What is needed: Convert every line of the items below into a numbered list, omitting any blank lines.

========================================

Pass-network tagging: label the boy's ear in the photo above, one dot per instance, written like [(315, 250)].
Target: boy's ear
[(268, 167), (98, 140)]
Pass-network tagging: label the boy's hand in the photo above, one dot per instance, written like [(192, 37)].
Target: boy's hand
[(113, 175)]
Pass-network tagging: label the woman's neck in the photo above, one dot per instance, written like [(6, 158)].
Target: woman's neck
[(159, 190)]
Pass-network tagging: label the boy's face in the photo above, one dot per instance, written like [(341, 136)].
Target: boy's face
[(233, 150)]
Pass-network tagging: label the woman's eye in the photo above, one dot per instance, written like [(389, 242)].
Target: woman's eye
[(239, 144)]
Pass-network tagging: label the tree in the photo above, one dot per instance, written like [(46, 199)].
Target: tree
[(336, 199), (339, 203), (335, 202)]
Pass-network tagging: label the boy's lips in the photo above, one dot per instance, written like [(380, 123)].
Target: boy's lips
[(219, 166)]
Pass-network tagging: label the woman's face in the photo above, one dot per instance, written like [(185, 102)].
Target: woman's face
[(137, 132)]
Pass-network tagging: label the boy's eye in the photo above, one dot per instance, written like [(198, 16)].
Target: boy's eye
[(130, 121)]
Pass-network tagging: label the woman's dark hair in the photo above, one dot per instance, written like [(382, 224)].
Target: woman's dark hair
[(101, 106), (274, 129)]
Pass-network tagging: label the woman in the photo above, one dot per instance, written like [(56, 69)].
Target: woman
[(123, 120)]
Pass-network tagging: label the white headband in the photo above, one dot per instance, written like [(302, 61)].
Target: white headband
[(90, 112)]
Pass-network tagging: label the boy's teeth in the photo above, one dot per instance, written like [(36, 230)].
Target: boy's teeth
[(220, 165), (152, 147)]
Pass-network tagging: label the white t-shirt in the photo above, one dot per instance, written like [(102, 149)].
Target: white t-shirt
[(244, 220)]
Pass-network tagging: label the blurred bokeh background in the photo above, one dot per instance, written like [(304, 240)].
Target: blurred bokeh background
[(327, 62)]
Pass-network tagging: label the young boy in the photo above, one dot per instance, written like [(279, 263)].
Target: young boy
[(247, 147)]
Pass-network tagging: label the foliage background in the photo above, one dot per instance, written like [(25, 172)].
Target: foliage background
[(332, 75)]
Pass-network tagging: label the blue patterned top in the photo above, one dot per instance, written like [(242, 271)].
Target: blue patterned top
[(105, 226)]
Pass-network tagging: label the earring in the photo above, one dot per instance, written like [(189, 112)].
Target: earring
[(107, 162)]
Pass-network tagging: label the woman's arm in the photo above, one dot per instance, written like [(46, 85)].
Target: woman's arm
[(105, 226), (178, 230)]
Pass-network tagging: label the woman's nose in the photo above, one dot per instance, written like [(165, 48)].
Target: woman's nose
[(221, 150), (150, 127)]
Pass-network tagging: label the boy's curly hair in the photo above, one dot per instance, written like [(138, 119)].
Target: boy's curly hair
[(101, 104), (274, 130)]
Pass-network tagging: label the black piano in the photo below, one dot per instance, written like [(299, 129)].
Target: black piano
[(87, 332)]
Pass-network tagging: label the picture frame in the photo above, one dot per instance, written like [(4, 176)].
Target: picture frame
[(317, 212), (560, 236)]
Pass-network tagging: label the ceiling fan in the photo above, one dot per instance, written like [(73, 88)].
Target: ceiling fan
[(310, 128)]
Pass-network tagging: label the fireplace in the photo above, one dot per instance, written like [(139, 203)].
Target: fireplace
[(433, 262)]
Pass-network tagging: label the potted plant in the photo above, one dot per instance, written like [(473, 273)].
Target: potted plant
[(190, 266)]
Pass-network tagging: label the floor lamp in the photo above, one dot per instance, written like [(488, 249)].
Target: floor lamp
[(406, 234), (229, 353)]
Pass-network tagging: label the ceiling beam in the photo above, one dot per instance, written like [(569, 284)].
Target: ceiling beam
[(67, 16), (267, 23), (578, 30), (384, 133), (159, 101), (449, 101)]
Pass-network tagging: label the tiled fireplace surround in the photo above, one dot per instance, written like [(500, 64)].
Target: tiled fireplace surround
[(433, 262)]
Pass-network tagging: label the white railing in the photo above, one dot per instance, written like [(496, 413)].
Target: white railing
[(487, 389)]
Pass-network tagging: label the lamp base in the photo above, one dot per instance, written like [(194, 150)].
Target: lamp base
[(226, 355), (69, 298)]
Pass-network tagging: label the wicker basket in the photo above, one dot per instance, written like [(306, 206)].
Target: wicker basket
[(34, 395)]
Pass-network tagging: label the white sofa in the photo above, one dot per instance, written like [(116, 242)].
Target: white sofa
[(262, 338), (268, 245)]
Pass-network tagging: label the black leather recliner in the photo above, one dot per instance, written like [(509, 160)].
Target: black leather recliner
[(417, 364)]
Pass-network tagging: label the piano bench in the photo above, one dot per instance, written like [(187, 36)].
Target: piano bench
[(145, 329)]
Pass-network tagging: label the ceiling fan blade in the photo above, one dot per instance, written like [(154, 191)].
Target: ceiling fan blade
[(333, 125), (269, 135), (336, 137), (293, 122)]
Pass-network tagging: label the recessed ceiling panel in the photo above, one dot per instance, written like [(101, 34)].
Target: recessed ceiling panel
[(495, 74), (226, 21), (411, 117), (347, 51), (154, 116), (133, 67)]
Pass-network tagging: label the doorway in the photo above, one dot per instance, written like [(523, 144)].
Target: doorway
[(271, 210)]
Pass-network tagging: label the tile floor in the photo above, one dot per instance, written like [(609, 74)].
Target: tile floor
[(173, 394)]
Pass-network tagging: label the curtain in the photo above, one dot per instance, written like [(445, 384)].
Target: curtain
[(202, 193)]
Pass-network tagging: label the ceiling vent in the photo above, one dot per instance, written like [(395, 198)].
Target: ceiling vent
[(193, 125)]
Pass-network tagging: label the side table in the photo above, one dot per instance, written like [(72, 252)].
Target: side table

========================================

Worked answer:
1. Pass-network tagging: label the boy's ear in the photo above, one dot per instance, written like [(315, 250)].
2. Target: boy's ear
3. [(268, 167), (98, 140)]
4. Pass-network tagging: label the boy's hand in the photo above, one dot per instance, written like [(192, 37)].
5. Target: boy's hand
6. [(113, 175)]
7. Pass-network tagging: label the woman's neck in the photo above, one dot per instance, written like [(6, 158)].
8. Target: woman's neck
9. [(159, 190)]
10. Pass-network tagging: label the boy's face in the photo above, one dot per instance, written like [(341, 136)].
11. Target: boy's face
12. [(233, 150)]
13. Pass-network tagging: label the woman's eye in the photo above, one dot per instance, written like [(389, 242)].
14. Target: woman's eye
15. [(239, 144)]
16. Pass-network tagging: label the tree in the photo above, one dot per instance, written like [(46, 199)].
17. Target: tree
18. [(336, 199), (339, 203), (335, 202)]
19. Pass-network tagging: label the boy's lips in the photo above, one dot per instance, written like [(380, 123)].
20. Target: boy's lips
21. [(219, 166)]
22. Pass-network tagging: label the woman's face in the photo above, one dot per instance, written like [(185, 102)].
23. Target: woman's face
24. [(137, 132)]
25. Pass-network tagging: label the boy's eye in the photo above, one dot per instance, written like [(198, 16)].
26. Target: boy's eye
27. [(130, 121)]
28. Pass-network tagging: label the woman's dark hair in the photo above, one dot per instance, written like [(382, 224)].
29. Target: woman's dark hair
30. [(101, 106), (274, 129)]
31. Pass-network tagging: label the woman in the photo above, one dot per instance, written like [(56, 69)].
32. Target: woman
33. [(123, 120)]
34. Pass-network tagging: label the white headband in the photo above, one dot per instance, written like [(302, 61)].
35. Target: white headband
36. [(90, 112)]
37. Pass-network tagging: label the boy's teeth in the photo above, one dot per instance, written like [(36, 230)].
38. Target: boy's teeth
39. [(220, 165), (152, 147)]
40. Pass-network tagging: label the white t-shirt in the photo above, one dot per instance, written like [(102, 149)].
41. Target: white t-shirt
42. [(244, 220)]
43. Pass-network tagging: label the blurred bokeh background in the photo above, one dot per instance, written like [(304, 240)].
44. Target: blurred bokeh background
45. [(327, 62)]
46. Pass-network tagging: label the young boy in the photo above, one dot per instance, written like [(279, 263)].
47. Target: young boy
48. [(247, 147)]
49. Pass-network tagging: label the foliage background in the photo above, one dot per instance, written like [(25, 172)].
50. Target: foliage background
51. [(332, 75)]
52. Pass-network tagging: label the blue patterned top in the photo above, one dot per instance, written like [(242, 271)].
53. Target: blue patterned top
54. [(105, 226)]
55. Pass-network tagging: label the earring in the photo above, one dot per instance, written like [(189, 112)].
56. Target: earring
57. [(107, 162)]
58. Pass-network tagging: label the woman's arm in the photo above, one dot per instance, written like [(46, 85)].
59. Target: woman's arm
60. [(105, 226), (178, 230)]
61. Pass-network tagging: label the woman's nose in the photo above, one dot per instance, written like [(165, 48)].
62. Target: woman's nose
63. [(221, 150), (150, 127)]
64. Pass-network tagging: label the boy's curly hair in the photo above, one dot per instance, written like [(138, 119)].
65. Target: boy's curly hair
66. [(101, 104), (274, 130)]
67. Pass-network tagging: label the black piano in the photo below, one dot per instance, written like [(299, 129)].
68. Target: black piano
69. [(87, 332)]
70. Pass-network tagging: label the picture frame in the photo above, one dot per instance, written like [(4, 176)].
71. Target: picture frame
72. [(317, 212), (560, 236)]
73. Pass-network tagging: label the ceiling fan in the photo above, one dot per instance, written like [(73, 88)].
74. Target: ceiling fan
75. [(310, 128)]
76. Pass-network tagging: label the fireplace in the photo above, one dot per instance, written like [(139, 203)].
77. Target: fireplace
78. [(433, 262)]
79. Pass-network tagging: label the potted plant in the photo above, one dot per instance, written like [(473, 273)].
80. Target: potted plant
81. [(190, 266)]
82. Pass-network tagging: label the floor lamp in the photo above, one dot per instance, written like [(488, 249)].
83. Target: floor lamp
84. [(406, 234), (229, 353)]
85. Pass-network tagging: label the ceiling beam in the photo above, one dot per instance, written like [(569, 284)].
86. Target: ceiling beam
87. [(67, 16), (267, 23), (578, 30), (384, 133), (159, 101), (449, 101)]
88. Pass-network tagging: label the tiled fireplace surround in the photo above, one dot per instance, written like [(500, 64)].
89. Target: tiled fireplace surround
90. [(433, 262)]
91. Pass-network tagging: label the white railing in the photo above, one dot per instance, written like [(496, 413)].
92. Target: white railing
93. [(487, 389)]
94. Pass-network tagging: label the lamp base in the photo above, one dot per instance, written like [(194, 150)].
95. Target: lamp base
96. [(226, 355), (69, 298)]
97. Pass-network tagging: label the wicker basket in the photo above, one dot per instance, written like [(306, 206)].
98. Target: wicker basket
99. [(34, 395)]
100. Pass-network tagging: label the white sofa in the photo above, one dot per instance, written like [(116, 242)].
101. Target: white sofa
102. [(262, 338), (268, 245)]
103. Pass-network tagging: label the black leather recliner in the photo above, one dot per instance, written like [(509, 160)].
104. Target: black leather recliner
105. [(417, 364)]
106. Pass-network tagging: label the piano bench in the photo above, one dot per instance, written like [(187, 36)].
107. Target: piano bench
108. [(145, 329)]
109. Pass-network tagging: label the ceiling fan blade in the photo above, one dot per instance, written like [(154, 191)].
110. Target: ceiling fan blade
111. [(333, 125), (269, 135), (336, 137), (293, 122)]
112. Pass-network tagging: label the recessed ceiling panel in the photo above, one dot per instance, written like [(101, 34)].
113. Target: recessed ceiling panel
114. [(495, 74), (226, 21), (411, 117), (347, 51), (154, 116), (133, 67)]
115. Pass-network tagging: label the doorway in the photo above, one dot per instance, written like [(523, 144)].
116. Target: doorway
117. [(271, 210)]
118. Pass-network tagging: label the tile floor in the photo above, one dot per instance, written like [(609, 74)].
119. Target: tile floor
120. [(173, 394)]
121. Pass-network tagging: label the curtain in the photo above, one dot per instance, written like [(445, 384)].
122. Target: curtain
123. [(202, 193)]
124. Pass-network tagging: label the ceiling vent in the photo above, one dot per instance, written like [(395, 198)].
125. Target: ceiling vent
126. [(193, 125)]
127. Pass-network tagging: label the side table in the photo above, one dot per instance, written like [(72, 252)].
128. Target: side table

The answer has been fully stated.